----- DATA EXTRACT
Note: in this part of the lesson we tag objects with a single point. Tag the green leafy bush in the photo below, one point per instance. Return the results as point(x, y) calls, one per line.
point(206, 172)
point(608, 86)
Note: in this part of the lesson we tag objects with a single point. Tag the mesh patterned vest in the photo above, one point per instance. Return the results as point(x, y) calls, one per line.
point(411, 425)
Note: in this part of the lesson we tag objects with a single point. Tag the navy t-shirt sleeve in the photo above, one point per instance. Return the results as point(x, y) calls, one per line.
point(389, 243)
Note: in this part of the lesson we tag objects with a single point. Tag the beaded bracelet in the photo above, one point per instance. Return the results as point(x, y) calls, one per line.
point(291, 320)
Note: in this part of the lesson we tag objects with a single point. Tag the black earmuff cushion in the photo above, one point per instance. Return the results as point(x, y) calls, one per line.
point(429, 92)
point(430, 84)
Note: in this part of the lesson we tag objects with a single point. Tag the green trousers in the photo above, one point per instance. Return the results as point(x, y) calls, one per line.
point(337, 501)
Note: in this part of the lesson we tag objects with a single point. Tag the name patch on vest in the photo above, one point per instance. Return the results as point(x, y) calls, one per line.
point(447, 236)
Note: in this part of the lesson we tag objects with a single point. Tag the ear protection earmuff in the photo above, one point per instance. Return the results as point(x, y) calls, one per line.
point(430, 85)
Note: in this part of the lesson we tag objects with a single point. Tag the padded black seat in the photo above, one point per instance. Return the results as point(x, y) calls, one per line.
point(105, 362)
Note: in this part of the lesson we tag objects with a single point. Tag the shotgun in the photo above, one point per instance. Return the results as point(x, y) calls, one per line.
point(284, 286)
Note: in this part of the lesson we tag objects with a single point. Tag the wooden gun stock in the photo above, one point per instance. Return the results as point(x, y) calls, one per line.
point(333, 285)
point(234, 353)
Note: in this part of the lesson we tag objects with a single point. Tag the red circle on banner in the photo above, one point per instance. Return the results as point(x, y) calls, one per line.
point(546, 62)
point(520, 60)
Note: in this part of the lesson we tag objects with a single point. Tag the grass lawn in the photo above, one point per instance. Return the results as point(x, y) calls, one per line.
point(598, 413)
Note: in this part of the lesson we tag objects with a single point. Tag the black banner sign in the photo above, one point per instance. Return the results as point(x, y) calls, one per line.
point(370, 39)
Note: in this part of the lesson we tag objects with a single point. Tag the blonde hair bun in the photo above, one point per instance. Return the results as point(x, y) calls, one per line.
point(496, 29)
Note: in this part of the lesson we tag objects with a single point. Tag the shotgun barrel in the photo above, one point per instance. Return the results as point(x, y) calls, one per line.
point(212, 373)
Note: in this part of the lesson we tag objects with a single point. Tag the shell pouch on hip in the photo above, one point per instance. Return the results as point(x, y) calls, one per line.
----------
* **WHAT YOU WILL DO**
Your reply should hold all the entries, each repeated without a single change.

* **WORKED SOLUTION**
Note: in this part of the lesson we tag objects with a single point. Tag the green leafy bush in the photo below, one point per instance. Return the results as point(x, y) calls, one per line.
point(206, 172)
point(608, 86)
Note: in this part of the lesson we tag objects with a single point. Tag the mesh patterned vest in the photo above, one point per instance. Return the results as point(x, y) calls, one per line.
point(411, 425)
Note: in this part of the lesson we tag objects with a single point. Tag the navy t-shirt sleeve in the photo above, one point per instance. Return the results as point(x, y) calls, one per line.
point(389, 243)
Note: in this part of the lesson we tag objects with a single point. Tag the beaded bracelet in the photo above, one point per instance. Return the results as point(x, y) calls, one per line.
point(291, 320)
Note: in this part of the lesson we tag objects with a single point. Tag the black earmuff cushion in the photo above, one point per instance. Return the results as point(x, y) calls, one per line.
point(429, 92)
point(430, 84)
Note: in this part of the lesson we tag objects with a single point. Tag the green trousers in the photo above, one point per instance. Return the results as point(x, y) calls, one per line.
point(337, 501)
Note: in this part of the lesson we tag objects with a single point. Tag the name patch on vest in the photo above, one point per instance. Return the results as point(x, y) calls, one per line.
point(447, 236)
Note: in this part of the lesson we tag objects with a single point. Tag the ear protection earmuff in the photo above, one point per instance. Return the results as point(x, y) calls, one per line.
point(430, 85)
Note: in this part of the lesson we tag objects with a single point. Tag the padded black seat in the photo above, one point per instance. Return the results as point(x, y) calls, one per line.
point(105, 362)
Note: in this part of the lesson we tag objects with a single point. Tag the shotgun in the photo above, one point per instance. Return the results as point(x, y) calls, one per line.
point(284, 286)
Note: in this part of the lesson we tag objects with a single point. Tag the wooden gun stock in the photo above, one point per instance. Return the results as point(x, y) calls, one per line.
point(333, 285)
point(234, 353)
Note: in this part of the lesson we tag objects with a single point. Tag the red circle on banner in the photo above, one point per instance. Return the results as point(x, y) calls, one per line.
point(546, 62)
point(520, 60)
Note: in this part of the lesson we tag objects with a single point. Tag the grass lawn in the photo above, one point per instance. Return the results as point(x, y) calls, one per line.
point(598, 413)
Note: in this part of the lesson we tag objects with a single point. Tag the black banner sign in the photo above, one point per instance. Return the results as point(x, y) calls, one per line.
point(370, 39)
Note: in this part of the lesson we tag objects with a single point. Tag the blonde hair bun in the photo above, one point per instance. Return the results as point(x, y) calls, one per line.
point(496, 29)
Note: in this part of the lesson we tag objects with a single point. Tag the shotgun barrel in the photo above, one point per instance. Return the results as point(x, y) calls, one per line.
point(212, 373)
Note: in this part of the lesson we tag objects with a single point. Tag the shell pouch on hip in the photo above, one point per instance. Return the results as point(x, y) calls, one per line.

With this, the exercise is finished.